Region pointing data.

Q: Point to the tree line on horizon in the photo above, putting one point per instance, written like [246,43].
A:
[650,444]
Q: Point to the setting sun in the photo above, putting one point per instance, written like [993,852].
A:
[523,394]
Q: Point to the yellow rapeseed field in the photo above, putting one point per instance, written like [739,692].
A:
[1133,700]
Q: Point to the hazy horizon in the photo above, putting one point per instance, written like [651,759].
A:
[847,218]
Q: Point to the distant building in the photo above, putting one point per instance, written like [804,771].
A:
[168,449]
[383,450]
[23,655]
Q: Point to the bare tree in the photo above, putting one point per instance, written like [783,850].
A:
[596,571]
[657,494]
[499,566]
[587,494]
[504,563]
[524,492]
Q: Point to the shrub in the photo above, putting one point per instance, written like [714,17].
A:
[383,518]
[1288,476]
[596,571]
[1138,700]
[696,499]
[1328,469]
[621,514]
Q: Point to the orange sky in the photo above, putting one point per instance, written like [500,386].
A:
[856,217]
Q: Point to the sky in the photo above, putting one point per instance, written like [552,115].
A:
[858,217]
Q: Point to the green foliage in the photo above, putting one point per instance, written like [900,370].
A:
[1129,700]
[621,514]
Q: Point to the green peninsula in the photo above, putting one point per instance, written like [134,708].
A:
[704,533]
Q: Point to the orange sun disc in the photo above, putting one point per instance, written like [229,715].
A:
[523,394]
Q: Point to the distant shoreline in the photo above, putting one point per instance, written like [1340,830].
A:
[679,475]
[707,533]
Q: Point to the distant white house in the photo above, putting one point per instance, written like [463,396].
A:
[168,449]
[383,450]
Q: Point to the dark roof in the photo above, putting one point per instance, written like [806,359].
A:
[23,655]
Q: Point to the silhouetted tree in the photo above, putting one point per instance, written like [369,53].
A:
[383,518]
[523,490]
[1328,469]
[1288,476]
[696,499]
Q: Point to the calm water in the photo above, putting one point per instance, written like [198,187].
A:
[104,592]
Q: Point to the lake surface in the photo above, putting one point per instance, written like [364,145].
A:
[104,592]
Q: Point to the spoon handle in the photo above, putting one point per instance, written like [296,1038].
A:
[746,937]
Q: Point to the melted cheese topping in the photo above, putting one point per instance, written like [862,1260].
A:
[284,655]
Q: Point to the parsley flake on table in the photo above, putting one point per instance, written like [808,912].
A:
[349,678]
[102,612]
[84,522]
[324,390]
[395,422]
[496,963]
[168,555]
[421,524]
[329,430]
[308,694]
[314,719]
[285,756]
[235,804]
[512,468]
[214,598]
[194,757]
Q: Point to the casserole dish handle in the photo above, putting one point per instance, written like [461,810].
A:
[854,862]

What to produce.
Precisely the line with "Q: Point to the parsley" and the lines after it, up to the last line of the entries above, are to be reproduced, and nothing more.

Written solution.
Q: Point to the parsley flake on table in the photo above, putting one point per instance, written like [808,912].
A:
[349,678]
[102,612]
[84,522]
[324,390]
[395,422]
[496,963]
[168,555]
[421,524]
[329,430]
[308,694]
[314,719]
[285,756]
[235,804]
[512,468]
[214,598]
[194,757]
Q: Point to the casserole dish handle in the photo above, putting one point per instance, written like [461,810].
A:
[854,862]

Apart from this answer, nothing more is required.